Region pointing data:

=== Begin Enclosure ===

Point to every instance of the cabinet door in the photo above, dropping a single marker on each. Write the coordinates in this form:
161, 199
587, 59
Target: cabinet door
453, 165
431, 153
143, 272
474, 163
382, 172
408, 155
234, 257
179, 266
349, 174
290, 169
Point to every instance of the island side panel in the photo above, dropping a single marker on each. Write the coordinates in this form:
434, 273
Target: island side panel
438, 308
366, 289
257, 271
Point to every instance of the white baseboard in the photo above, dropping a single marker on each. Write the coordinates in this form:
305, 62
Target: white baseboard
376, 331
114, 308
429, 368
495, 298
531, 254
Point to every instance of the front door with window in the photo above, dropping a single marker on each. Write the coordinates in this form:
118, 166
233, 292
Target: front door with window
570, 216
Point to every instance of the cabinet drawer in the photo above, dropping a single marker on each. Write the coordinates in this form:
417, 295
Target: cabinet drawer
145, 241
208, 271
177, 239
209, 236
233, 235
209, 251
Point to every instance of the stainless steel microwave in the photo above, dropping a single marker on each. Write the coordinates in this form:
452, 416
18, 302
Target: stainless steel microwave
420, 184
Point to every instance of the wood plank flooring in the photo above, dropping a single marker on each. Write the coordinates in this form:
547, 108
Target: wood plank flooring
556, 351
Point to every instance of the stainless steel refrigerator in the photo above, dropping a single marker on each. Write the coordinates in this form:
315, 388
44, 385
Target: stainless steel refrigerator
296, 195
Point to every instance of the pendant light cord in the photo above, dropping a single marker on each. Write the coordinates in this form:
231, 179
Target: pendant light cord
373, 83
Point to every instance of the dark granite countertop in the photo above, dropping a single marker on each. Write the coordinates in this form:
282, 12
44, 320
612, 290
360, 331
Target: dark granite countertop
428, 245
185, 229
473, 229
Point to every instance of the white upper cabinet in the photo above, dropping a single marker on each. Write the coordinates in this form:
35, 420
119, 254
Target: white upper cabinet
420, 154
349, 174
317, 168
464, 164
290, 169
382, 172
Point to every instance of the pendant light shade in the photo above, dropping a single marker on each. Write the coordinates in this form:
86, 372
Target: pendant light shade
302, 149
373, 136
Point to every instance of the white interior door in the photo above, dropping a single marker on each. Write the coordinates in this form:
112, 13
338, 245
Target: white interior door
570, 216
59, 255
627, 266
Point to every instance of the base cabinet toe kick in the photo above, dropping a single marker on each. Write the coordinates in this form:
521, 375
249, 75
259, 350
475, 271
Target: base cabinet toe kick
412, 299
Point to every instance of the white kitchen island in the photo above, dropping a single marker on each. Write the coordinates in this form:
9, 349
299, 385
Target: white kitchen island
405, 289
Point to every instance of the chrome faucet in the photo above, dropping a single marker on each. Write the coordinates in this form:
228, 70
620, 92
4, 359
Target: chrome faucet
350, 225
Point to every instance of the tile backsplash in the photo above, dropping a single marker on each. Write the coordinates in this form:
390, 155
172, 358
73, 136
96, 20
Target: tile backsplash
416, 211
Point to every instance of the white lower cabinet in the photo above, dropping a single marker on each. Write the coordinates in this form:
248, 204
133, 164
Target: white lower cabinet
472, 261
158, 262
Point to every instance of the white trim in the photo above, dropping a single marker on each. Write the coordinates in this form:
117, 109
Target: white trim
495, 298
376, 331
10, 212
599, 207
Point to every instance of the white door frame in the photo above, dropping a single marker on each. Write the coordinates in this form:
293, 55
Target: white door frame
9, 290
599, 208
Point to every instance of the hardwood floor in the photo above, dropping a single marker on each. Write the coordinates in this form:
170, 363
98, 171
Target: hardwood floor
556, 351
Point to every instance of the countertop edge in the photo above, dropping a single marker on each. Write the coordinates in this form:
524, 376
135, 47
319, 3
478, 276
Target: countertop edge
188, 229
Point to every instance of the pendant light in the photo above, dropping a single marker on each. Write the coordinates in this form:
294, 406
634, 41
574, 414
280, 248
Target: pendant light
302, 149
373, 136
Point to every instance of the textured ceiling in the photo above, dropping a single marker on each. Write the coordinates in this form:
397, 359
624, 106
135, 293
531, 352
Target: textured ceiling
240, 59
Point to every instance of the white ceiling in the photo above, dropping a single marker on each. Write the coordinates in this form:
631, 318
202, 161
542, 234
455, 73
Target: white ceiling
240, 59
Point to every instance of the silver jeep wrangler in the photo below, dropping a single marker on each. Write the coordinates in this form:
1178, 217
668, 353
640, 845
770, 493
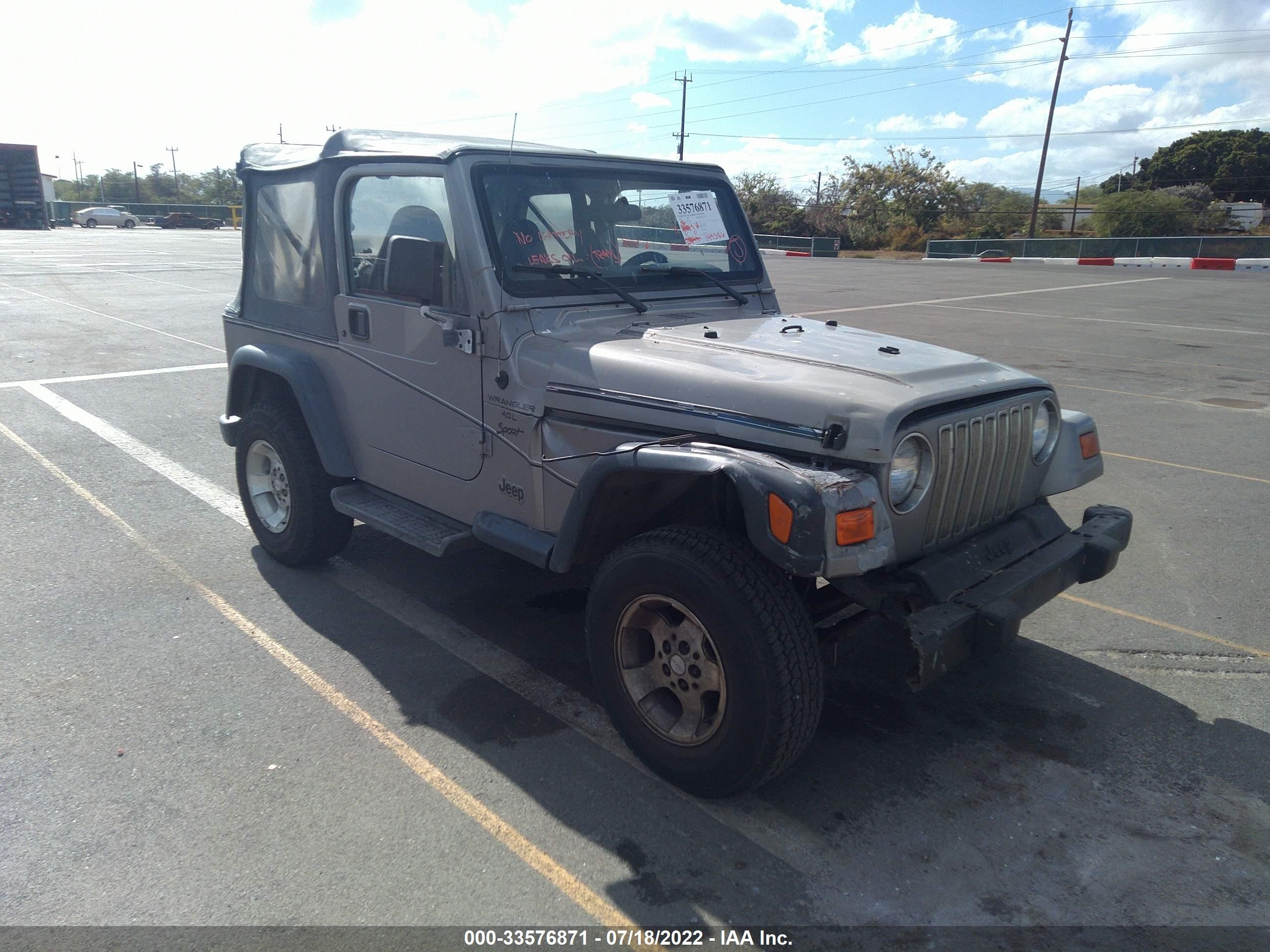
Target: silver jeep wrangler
580, 359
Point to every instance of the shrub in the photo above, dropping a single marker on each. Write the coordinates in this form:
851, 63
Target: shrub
1142, 215
908, 238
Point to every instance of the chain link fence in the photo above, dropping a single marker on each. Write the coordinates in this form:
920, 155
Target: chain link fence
61, 213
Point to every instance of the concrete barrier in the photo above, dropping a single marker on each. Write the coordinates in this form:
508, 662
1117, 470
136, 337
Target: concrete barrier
1199, 264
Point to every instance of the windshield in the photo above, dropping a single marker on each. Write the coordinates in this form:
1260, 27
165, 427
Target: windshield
611, 224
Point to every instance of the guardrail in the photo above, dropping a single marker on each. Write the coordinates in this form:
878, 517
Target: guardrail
1183, 247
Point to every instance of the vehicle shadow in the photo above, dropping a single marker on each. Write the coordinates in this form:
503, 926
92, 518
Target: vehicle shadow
1035, 787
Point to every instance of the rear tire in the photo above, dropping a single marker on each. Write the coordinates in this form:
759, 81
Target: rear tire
284, 488
750, 645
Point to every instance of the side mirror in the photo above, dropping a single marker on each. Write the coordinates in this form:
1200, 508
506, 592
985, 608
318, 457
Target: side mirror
413, 269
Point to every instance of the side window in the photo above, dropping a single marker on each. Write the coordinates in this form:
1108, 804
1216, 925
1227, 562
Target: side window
400, 241
286, 252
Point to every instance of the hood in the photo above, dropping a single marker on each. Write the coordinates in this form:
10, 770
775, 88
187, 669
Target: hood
778, 380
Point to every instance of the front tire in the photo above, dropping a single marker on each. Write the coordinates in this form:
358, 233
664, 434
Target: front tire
705, 659
285, 490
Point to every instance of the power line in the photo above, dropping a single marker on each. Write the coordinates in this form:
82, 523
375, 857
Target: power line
1003, 135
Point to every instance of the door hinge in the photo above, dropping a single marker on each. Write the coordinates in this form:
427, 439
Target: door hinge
477, 440
460, 339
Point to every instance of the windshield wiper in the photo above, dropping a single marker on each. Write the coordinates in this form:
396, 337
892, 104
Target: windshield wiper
582, 273
681, 272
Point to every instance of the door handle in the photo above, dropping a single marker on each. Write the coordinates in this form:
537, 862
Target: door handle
359, 323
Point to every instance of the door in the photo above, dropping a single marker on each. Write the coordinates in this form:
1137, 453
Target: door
419, 393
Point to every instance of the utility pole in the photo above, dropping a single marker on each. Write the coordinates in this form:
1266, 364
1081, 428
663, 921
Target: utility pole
684, 108
1050, 122
1076, 201
175, 181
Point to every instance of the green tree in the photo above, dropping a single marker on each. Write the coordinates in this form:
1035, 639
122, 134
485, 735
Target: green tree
991, 209
1142, 215
910, 188
1121, 182
1234, 163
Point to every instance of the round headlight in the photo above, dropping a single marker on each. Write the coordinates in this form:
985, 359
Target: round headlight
910, 473
1044, 430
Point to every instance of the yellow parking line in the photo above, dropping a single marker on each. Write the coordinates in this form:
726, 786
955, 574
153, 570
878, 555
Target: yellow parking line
1181, 466
1159, 623
498, 828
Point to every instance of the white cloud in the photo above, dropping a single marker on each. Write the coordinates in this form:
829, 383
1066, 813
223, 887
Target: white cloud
1206, 41
293, 69
648, 101
911, 33
1161, 116
898, 123
908, 123
795, 163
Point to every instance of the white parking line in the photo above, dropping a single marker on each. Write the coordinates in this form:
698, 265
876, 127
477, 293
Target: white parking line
976, 297
108, 316
1099, 320
157, 281
117, 375
210, 493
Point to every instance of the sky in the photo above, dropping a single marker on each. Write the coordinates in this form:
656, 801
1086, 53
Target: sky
785, 87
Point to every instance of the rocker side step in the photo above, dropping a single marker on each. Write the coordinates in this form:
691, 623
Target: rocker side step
418, 526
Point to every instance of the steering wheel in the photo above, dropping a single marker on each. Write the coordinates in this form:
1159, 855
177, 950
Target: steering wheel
646, 258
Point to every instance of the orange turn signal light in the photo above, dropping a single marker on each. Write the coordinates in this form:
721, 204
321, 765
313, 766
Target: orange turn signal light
855, 526
780, 517
1090, 446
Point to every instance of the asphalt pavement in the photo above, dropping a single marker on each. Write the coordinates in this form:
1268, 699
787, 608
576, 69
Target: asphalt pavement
196, 736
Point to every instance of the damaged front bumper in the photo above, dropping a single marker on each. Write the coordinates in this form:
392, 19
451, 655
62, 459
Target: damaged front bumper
968, 601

=== End Enclosure ===

Would you please copy the lines above, from the one holding "Point to every instance of the asphalt" through the last, and nothing else?

= Expected output =
Point to every instance of the asphalt pavement in the photo above, dropping a single marker on each. Write the coordinates in this form:
1268, 699
787, 608
576, 69
Target: asphalt pavement
196, 736
Point to every instance of the damaged front bumper in the photo above, dropping a single marker on each. Write the coordinates in this form:
392, 19
451, 655
62, 459
Target: damaged front bumper
968, 601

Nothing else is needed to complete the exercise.